*** SOURCE TEXT ***

Estimating belowground plant abundance with DNA metabarcoding.

Most work on plant community ecology has been performed above ground, neglecting the processes that occur in the soil. DNA metabarcoding, in which multiple species are computationally identified in bulk samples, can help to overcome the logistical limitations involved in sampling plant communities belowground. However, a major limitation of this methodology is the quantification of species' abundances based on the percentage of sequences assigned to each taxon. Using root tissues of five dominant species in a semi-arid Mediterranean shrubland (Bupleurum fruticescens, Helianthemum cinereum, Linum suffruticosum, Stipa pennata and Thymus vulgaris), we built pairwise mixtures of relative abundance (20%, 50% and 80% biomass), and implemented two methods (linear model fits and correction indices) to improve estimates of root biomass. We validated both methods with multispecies mixtures that simulate field-collected samples. For all species, we found a positive and highly significant relationship between the percentage of sequences and biomass in the mixtures (R  = .44-.66), but the equations for each species (slope and intercept) differed among them, and two species were consistently over- and under-estimated. The correction indices greatly improved the estimates of biomass percentage for all five species in the multispecies mixtures, and reduced the overall error from 17% to 6%. Our results show that, through the use of post-sequencing quantification methods on mock communities, DNA metabarcoding can be effectively used to determine not only species' presence but also their relative abundance in field samples of root mixtures. Importantly, knowledge of these aspects will allow us to study key, yet poorly understood, belowground processes.

*** End of SOURCE TEXT ***
*** GIVEN ENTRIES ***

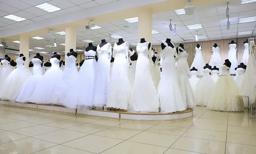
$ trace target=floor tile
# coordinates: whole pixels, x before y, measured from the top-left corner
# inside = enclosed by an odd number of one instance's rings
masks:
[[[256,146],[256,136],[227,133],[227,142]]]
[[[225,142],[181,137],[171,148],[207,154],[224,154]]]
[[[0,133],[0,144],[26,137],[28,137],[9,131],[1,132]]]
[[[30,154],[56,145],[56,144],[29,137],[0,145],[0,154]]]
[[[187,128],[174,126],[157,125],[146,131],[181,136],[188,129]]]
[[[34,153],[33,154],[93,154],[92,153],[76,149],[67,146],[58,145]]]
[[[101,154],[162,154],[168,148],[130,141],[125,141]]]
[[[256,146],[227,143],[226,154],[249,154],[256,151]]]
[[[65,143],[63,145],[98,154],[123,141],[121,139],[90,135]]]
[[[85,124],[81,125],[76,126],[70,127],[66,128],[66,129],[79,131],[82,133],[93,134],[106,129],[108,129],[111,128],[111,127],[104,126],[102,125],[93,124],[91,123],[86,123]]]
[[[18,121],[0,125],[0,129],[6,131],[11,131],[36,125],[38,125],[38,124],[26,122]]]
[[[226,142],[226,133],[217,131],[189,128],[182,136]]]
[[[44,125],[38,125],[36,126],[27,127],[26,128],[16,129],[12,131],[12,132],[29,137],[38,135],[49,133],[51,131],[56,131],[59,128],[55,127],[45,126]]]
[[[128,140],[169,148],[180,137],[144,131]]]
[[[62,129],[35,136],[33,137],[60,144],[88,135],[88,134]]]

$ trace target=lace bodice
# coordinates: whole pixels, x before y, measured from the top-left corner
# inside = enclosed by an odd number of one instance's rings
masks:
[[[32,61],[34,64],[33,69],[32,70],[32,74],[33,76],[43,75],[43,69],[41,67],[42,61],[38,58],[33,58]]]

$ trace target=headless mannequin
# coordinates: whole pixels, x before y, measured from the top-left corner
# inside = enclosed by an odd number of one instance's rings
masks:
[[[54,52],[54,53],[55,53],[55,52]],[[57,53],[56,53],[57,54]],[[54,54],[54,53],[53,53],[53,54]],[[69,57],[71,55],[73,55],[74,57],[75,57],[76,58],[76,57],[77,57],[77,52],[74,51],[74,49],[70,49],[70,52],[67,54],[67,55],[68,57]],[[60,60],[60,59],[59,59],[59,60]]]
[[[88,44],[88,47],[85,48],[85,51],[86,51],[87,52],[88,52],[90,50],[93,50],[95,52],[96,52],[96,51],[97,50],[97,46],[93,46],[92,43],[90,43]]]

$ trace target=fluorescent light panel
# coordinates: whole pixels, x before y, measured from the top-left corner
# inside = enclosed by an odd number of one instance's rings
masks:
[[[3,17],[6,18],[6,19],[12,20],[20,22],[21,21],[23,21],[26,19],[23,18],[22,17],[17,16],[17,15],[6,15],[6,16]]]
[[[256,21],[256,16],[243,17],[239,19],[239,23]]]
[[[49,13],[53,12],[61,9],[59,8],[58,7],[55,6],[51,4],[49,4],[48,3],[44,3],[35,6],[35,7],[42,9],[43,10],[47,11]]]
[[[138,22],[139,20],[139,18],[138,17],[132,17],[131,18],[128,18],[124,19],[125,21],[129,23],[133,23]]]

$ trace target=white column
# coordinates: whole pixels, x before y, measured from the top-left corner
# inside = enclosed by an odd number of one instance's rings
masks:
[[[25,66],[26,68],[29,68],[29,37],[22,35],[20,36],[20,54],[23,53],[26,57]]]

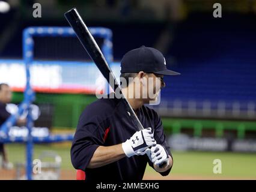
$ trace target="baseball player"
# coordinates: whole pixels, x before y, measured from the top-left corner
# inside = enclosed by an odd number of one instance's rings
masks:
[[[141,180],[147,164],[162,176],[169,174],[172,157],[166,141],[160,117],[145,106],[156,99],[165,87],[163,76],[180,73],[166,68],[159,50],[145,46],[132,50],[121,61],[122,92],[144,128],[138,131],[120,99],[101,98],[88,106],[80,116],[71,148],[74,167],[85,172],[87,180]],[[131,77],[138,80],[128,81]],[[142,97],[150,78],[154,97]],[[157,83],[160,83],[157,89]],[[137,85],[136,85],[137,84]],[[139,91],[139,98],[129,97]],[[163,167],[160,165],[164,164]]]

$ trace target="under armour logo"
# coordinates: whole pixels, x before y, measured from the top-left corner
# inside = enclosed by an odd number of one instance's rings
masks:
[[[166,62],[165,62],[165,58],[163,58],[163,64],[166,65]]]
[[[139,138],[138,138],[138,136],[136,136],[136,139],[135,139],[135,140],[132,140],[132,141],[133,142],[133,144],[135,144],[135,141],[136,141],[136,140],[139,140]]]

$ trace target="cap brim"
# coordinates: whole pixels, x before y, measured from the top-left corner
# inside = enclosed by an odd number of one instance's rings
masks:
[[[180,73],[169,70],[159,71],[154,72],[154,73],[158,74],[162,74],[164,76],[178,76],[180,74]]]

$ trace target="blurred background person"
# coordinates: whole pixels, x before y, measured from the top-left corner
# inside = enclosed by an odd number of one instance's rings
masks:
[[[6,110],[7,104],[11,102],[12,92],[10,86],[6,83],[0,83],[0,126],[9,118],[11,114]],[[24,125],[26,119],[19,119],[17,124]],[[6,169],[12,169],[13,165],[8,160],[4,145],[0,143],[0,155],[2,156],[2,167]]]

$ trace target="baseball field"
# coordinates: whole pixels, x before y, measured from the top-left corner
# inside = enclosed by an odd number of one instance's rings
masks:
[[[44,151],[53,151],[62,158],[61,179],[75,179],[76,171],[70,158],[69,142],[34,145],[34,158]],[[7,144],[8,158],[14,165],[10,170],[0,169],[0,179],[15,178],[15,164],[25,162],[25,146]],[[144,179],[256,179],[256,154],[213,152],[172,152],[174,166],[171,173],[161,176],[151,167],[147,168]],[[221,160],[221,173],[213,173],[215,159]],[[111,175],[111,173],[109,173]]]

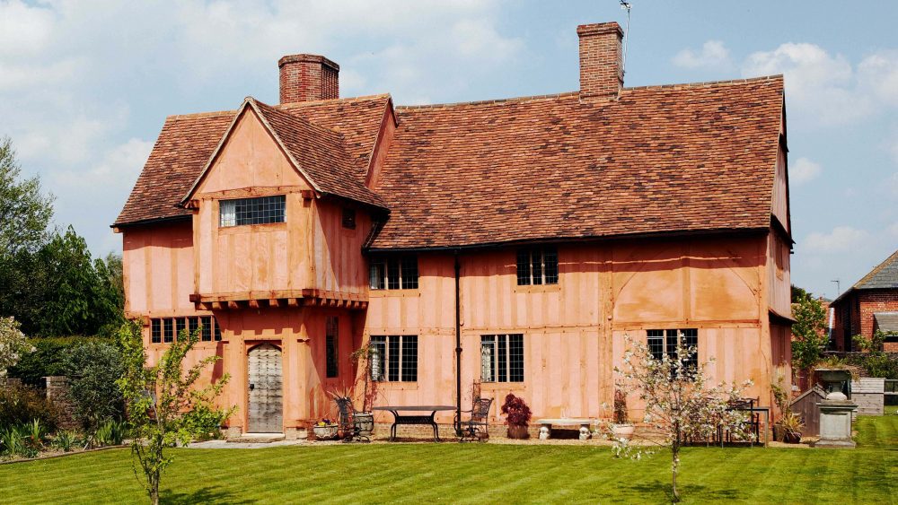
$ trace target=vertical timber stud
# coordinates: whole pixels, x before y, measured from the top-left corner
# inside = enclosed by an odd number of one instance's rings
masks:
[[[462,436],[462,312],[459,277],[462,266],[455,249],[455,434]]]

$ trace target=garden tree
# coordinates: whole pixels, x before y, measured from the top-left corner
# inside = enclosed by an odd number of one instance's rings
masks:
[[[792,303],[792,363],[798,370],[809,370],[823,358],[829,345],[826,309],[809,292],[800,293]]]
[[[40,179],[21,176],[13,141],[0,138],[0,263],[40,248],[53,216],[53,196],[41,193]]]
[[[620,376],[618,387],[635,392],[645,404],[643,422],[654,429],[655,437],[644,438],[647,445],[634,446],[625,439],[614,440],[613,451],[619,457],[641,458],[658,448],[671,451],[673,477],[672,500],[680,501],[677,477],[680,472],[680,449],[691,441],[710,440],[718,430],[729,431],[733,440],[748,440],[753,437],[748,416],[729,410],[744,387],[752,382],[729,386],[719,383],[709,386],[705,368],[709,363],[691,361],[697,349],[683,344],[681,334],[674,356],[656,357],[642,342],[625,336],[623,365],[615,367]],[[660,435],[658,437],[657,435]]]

*** End of GIVEN ENTRIES ***

TASK 1: Translate this sentence from the text on belowground plant abundance into Spanish: "We validated both methods with multispecies mixtures that simulate field-collected samples."
TASK 2:
Answer these questions from the text on belowground plant abundance:
(a) Root tissues of how many dominant species were used?
(b) What relative abundance levels were used in the pairwise mixtures?
(c) The correction indices reduced the overall error from what value to what value?

ANSWER SECTION 1: Validamos ambos métodos con mezclas multiespecíficas que simulan muestras recolectadas en el campo.

ANSWER SECTION 2:
(a) Five.
(b) 20%, 50% and 80% biomass.
(c) From 17% to 6%.